Stored records
----
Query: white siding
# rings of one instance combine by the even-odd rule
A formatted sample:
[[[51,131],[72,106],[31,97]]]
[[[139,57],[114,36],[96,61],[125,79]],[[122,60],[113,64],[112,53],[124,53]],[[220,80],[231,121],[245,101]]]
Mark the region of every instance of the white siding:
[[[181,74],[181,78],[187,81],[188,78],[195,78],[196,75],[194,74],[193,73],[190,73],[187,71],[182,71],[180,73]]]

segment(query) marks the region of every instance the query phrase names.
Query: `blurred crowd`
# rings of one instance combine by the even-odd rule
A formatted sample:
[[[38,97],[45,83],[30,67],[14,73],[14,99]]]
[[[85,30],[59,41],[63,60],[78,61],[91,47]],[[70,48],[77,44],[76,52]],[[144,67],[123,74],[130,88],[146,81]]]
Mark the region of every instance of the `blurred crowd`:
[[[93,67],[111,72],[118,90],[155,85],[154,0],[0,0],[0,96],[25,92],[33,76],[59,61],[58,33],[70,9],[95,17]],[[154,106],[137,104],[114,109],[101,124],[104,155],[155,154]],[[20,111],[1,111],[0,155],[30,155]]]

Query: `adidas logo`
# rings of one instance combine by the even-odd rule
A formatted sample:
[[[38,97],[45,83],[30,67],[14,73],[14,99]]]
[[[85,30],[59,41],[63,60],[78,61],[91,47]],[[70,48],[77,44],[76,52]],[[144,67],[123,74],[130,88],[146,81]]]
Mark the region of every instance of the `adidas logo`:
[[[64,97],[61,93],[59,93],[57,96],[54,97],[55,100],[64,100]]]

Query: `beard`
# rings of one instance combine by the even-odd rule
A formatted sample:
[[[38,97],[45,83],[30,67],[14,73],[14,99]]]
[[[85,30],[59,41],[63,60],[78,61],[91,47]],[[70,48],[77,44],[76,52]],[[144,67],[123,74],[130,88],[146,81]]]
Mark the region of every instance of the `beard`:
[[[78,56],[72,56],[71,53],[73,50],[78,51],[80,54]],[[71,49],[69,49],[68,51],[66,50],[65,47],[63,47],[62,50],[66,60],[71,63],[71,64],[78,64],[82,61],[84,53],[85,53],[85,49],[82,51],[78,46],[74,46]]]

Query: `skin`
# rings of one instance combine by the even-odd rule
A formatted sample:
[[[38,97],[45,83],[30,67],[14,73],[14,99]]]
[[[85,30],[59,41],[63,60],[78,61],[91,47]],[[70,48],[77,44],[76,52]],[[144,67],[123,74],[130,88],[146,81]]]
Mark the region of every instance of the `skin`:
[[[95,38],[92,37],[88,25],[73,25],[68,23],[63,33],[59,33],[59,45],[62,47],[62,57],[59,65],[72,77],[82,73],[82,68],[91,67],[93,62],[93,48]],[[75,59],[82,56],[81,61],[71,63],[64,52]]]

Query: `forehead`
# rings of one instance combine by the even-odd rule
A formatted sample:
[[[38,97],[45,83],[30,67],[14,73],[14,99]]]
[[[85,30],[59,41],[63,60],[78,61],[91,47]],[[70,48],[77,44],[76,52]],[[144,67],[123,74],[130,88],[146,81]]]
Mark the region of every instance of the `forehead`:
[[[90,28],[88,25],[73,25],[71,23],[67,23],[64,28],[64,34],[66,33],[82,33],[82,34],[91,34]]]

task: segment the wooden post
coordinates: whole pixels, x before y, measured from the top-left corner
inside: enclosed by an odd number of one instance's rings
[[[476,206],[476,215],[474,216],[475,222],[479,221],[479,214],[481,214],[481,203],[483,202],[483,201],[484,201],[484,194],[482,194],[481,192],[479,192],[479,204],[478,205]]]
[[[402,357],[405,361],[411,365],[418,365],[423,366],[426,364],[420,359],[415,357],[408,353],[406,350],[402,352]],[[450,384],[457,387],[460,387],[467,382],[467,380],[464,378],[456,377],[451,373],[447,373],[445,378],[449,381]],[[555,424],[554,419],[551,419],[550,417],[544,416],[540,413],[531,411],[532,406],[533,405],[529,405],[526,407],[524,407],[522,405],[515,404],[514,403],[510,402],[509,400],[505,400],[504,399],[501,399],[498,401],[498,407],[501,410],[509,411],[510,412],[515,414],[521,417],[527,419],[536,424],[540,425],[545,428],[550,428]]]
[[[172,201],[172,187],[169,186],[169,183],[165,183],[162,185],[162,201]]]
----
Pull out all of the lines above and copy each one without any change.

Query: white siding
# rings of one instance combine by the even-odd rule
A formatted sample:
[[[51,131],[72,106],[31,97]]]
[[[139,57],[114,36],[96,61],[125,79]],[[122,60],[113,64],[112,53],[124,53]],[[220,80],[231,121],[245,101]]]
Mark the region of every instance of the white siding:
[[[181,74],[181,78],[187,81],[188,78],[195,78],[196,75],[194,74],[193,73],[190,73],[187,71],[182,71],[180,73]]]

segment(query) marks the region of every instance the query phrase names.
Query: `blurred crowd`
# rings of one instance combine by the even-odd rule
A formatted sample:
[[[38,97],[45,83],[30,67],[14,73],[14,99]]]
[[[85,30],[59,41],[63,60],[78,61],[91,47]],[[70,48],[77,44],[76,52]],[[144,67],[123,74],[130,88],[146,81]]]
Mark the region of every instance of the `blurred crowd`:
[[[93,67],[111,72],[118,90],[155,85],[154,0],[0,0],[0,96],[25,92],[33,76],[59,61],[58,33],[70,9],[95,17]],[[154,106],[137,104],[114,109],[101,124],[104,155],[155,154]],[[20,111],[1,111],[0,155],[30,155]]]

Query: `adidas logo`
# rings of one instance combine by the even-odd rule
A formatted sample:
[[[38,97],[45,83],[30,67],[14,73],[14,99]]]
[[[85,30],[59,41],[63,60],[78,61],[91,47]],[[70,48],[77,44],[76,52]],[[144,67],[123,74],[130,88],[146,81]]]
Mark the region of every instance of the `adidas logo`:
[[[64,97],[61,93],[59,93],[57,96],[54,97],[55,100],[64,100]]]

Query: `beard`
# rings of one instance combine by the even-odd rule
A formatted sample:
[[[38,97],[45,83],[30,67],[14,73],[14,99]]]
[[[85,30],[59,41],[63,60],[78,61],[91,47]],[[70,48],[77,44],[76,52]],[[144,67],[123,74],[130,88],[146,81]]]
Mark the region of every instance of the `beard`:
[[[78,56],[72,56],[71,53],[73,50],[78,51],[80,54]],[[71,49],[69,49],[68,51],[66,50],[65,47],[63,47],[62,50],[66,60],[71,63],[71,64],[78,64],[82,61],[84,53],[85,53],[85,49],[82,51],[78,46],[74,46]]]

Query: `skin`
# rings of one instance combine by the even-odd rule
A formatted sample:
[[[38,97],[45,83],[30,67],[14,73],[14,99]]]
[[[85,30],[59,41],[63,60],[78,61],[91,47]],[[70,48],[77,44],[76,52]],[[144,67],[123,74],[130,88],[146,81]]]
Mark the region of every instance of the `skin`:
[[[95,38],[92,37],[88,25],[73,25],[68,23],[63,33],[59,33],[59,45],[62,47],[62,57],[59,65],[72,77],[82,73],[82,68],[91,67],[93,62],[93,48]],[[75,59],[82,56],[81,61],[71,63],[64,52]]]

Query: `forehead`
# rings of one instance combine by the even-odd rule
A formatted sample:
[[[38,97],[45,83],[30,67],[14,73],[14,99]]]
[[[85,30],[59,41],[63,60],[78,61],[91,47]],[[70,48],[77,44],[76,52]],[[144,67],[123,74],[130,88],[146,81]]]
Mark the region of every instance of the `forehead`:
[[[90,28],[88,25],[73,25],[71,23],[67,23],[64,28],[64,34],[66,33],[82,33],[82,34],[91,34]]]

task: segment the wooden post
coordinates: whole pixels, x before y, measured from the top-left corner
inside: enclosed by an odd number of one instance's rings
[[[476,206],[476,215],[474,216],[475,222],[479,221],[479,214],[481,214],[481,203],[483,202],[483,201],[484,201],[484,194],[482,194],[481,192],[479,192],[479,204],[478,205]]]
[[[402,357],[405,361],[411,365],[418,365],[423,366],[426,364],[420,359],[415,357],[408,353],[406,350],[402,352]],[[450,384],[457,387],[460,387],[467,382],[467,380],[464,378],[456,377],[451,373],[447,373],[445,378],[449,381]],[[555,424],[554,419],[551,419],[550,417],[544,416],[540,413],[531,411],[532,406],[533,405],[529,405],[526,407],[524,407],[522,405],[515,404],[514,403],[510,402],[509,400],[505,400],[504,399],[501,399],[498,401],[498,407],[501,410],[509,411],[510,412],[515,414],[521,417],[527,419],[536,424],[540,425],[545,428],[550,428]]]
[[[172,201],[172,187],[169,186],[169,183],[165,183],[162,185],[162,201]]]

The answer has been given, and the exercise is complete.